Requirement A:
Answer these from the post on invisible women:
(i) How long is the talk given by each week's RSA podcast speaker?
(ii) What question did Christina ask Mark Easton?
(iii) At which stage did Ofsted find careers education to be weak?
Requirement B: Quote the stretch of the post on invisible women from "Ofsted visited primary" through "their stereotyped ideas.".

Source passage:
*** Begin section ***

Invisible women

I was listening to an RSA podcast by Mark Easton about his book Britain Etc.  It sounded like an interesting read, and I will probably get it at some point.  If you don’t already know about the RSA podcasts then it is worth exploring the archive.  Every week they have a speaker (admittedly often with a book to sell!) who gives a 30 – 40 minute talk and then answers questions.  They have some really fascinating speakers, with many different view points, not all of whom I agree with.

However, it was a question from the audience at the end of the Mark Easton talk that has set me thinking.  It was from Christina, who represents ‘invisible women.  She asked ‘Where were the women in the book?’  And Easton obviously struggles to identify any named women in his book. Oops.

I like the idea that there is someone who represents ‘invisible women’.  A little like the Lorax who speaks for the trees.   Someone who asks the awkward question ‘Where are the women?’

The invisible women have been a problem in science for a long time.  It is well known that the path towards ‘scientist’ is a very leaky pipeline and there have been many attempts to deal with this, and to encourage more women to remain in Science, Engineering and Technology.

Last year, Ofsted published a report ‘Girls’ career aspirations’. One, slightly depressing, finding was:

Almost all the girls and young women who took part in the survey were open to the possibility of pursuing a career that challenged gender stereotypes, if the career interested them sufficiently. Their awareness of this potential, however, did not always translate into practice.  page 4

Ofsted visited primary schools as part of the survey, and they found that from year 3 children were thinking about what type of career they would like to do, albeit fairly stereotypical ones*. Further up the education tree, Ofsted also found that careers education at KS3 was weak, which made it difficult for girls (and presumably boys) to make choices which challenged their stereotyped ideas.

*** End section ***

(Referring expression pointing data)
*** Begin section ***

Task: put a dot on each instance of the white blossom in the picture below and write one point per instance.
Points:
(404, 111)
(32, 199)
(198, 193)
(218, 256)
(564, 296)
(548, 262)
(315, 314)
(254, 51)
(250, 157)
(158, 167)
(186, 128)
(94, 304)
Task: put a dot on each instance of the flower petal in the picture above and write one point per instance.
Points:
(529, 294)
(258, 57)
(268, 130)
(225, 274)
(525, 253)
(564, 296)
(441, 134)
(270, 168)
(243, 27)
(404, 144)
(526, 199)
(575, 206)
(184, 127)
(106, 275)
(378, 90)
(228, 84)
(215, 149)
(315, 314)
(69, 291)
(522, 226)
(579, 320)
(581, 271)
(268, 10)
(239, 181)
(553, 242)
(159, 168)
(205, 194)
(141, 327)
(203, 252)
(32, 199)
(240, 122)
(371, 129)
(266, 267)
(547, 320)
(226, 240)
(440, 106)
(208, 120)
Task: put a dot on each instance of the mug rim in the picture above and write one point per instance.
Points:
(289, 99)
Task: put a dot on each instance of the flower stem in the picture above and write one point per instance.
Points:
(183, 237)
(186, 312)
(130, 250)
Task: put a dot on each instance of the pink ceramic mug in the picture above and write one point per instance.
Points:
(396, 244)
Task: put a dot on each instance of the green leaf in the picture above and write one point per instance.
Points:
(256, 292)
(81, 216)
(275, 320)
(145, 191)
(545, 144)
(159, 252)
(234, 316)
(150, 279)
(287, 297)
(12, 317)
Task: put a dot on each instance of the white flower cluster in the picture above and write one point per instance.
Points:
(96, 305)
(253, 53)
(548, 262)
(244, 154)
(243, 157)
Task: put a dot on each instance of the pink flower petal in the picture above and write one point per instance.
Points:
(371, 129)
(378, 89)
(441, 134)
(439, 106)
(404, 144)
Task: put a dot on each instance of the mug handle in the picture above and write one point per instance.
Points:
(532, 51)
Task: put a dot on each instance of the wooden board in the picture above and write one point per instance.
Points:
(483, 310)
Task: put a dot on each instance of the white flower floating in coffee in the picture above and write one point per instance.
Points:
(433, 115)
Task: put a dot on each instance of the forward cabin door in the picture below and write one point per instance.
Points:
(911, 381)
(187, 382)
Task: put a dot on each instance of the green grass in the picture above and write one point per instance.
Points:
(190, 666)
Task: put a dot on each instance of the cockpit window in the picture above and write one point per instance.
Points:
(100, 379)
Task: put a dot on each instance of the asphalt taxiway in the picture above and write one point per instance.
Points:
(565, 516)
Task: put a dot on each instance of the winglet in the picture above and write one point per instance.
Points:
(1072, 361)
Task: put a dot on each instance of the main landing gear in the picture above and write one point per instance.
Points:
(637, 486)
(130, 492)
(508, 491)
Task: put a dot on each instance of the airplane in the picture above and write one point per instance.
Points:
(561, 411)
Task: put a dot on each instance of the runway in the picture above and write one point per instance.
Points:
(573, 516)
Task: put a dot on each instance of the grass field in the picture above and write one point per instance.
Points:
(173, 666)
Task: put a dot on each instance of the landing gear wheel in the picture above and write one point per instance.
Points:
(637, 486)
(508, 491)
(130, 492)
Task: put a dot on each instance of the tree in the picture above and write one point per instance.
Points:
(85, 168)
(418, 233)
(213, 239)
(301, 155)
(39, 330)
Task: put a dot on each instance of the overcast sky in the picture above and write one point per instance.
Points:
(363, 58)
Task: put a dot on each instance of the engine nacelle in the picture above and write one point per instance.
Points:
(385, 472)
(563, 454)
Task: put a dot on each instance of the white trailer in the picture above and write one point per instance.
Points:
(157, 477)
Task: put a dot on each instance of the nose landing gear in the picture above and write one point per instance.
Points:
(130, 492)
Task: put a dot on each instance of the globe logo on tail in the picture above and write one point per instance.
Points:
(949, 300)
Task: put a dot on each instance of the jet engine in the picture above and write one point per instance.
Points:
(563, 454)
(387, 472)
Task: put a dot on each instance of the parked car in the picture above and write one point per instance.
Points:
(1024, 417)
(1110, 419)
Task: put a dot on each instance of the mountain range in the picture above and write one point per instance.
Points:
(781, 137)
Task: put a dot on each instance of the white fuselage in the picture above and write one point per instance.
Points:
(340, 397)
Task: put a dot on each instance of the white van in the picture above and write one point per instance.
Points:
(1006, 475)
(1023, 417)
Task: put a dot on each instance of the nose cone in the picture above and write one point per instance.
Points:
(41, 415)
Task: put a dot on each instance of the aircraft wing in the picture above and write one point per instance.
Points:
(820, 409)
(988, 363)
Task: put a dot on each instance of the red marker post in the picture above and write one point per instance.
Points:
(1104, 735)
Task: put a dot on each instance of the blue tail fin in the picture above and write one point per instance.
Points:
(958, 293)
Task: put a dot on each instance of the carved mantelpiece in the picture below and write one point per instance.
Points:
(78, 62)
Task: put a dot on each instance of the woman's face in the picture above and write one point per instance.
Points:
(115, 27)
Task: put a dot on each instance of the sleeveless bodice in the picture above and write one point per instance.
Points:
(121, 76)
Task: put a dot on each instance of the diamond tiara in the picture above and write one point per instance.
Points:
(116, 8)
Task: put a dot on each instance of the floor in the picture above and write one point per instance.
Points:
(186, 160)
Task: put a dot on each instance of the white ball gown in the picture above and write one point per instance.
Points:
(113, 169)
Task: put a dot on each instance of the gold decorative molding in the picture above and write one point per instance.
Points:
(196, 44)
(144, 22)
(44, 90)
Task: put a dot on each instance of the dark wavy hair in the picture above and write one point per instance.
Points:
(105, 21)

*** End section ***
*** Begin section ***

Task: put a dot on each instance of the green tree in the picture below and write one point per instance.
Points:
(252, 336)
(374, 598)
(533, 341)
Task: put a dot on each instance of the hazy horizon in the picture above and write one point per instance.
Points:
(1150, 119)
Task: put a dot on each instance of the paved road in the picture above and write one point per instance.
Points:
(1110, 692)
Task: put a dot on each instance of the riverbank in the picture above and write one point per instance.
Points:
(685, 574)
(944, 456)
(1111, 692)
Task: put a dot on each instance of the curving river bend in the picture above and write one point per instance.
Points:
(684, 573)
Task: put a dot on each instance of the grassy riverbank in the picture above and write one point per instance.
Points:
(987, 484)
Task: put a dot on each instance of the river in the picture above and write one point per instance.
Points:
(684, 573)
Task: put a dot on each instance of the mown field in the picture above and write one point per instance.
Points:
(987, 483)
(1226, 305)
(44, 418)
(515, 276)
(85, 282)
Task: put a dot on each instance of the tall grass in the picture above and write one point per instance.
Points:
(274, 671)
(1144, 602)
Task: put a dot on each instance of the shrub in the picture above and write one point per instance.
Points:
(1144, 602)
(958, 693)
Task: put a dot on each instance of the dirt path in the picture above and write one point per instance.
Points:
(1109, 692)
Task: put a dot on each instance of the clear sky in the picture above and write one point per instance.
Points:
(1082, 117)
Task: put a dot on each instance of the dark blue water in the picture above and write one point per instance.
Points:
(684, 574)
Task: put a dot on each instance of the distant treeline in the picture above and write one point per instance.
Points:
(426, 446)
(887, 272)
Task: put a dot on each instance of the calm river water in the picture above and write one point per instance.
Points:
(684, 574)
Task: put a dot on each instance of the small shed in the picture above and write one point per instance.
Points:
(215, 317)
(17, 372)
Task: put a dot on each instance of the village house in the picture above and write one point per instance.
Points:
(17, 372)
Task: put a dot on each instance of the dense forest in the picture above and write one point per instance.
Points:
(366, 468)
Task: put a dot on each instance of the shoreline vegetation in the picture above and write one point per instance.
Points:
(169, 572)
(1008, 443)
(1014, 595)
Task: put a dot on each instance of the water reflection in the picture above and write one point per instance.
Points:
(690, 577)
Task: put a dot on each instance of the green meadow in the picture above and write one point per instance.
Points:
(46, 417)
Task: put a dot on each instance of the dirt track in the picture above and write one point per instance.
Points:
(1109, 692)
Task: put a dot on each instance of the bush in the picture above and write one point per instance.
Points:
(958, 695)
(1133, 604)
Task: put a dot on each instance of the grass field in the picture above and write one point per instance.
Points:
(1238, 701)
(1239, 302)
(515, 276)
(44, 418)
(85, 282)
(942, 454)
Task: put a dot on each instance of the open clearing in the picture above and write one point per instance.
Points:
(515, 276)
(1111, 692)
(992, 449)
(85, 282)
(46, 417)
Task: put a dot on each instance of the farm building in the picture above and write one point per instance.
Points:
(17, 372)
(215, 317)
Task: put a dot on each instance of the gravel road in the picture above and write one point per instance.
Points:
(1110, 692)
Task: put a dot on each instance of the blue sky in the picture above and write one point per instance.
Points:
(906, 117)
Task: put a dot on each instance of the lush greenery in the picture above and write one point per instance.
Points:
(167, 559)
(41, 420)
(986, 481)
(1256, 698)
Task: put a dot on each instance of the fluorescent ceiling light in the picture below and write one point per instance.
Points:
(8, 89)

*** End section ***

Task output A:
(i) 30 – 40 minutes.
(ii) "Where were the women in the book?"
(iii) KS3.

Task output B:
Ofsted visited primary schools as part of the survey, and they found that from year 3 children were thinking about what type of career they would like to do, albeit fairly stereotypical ones*. Further up the education tree, Ofsted also found that careers education at KS3 was weak, which made it difficult for girls (and presumably boys) to make choices which challenged their stereotyped ideas.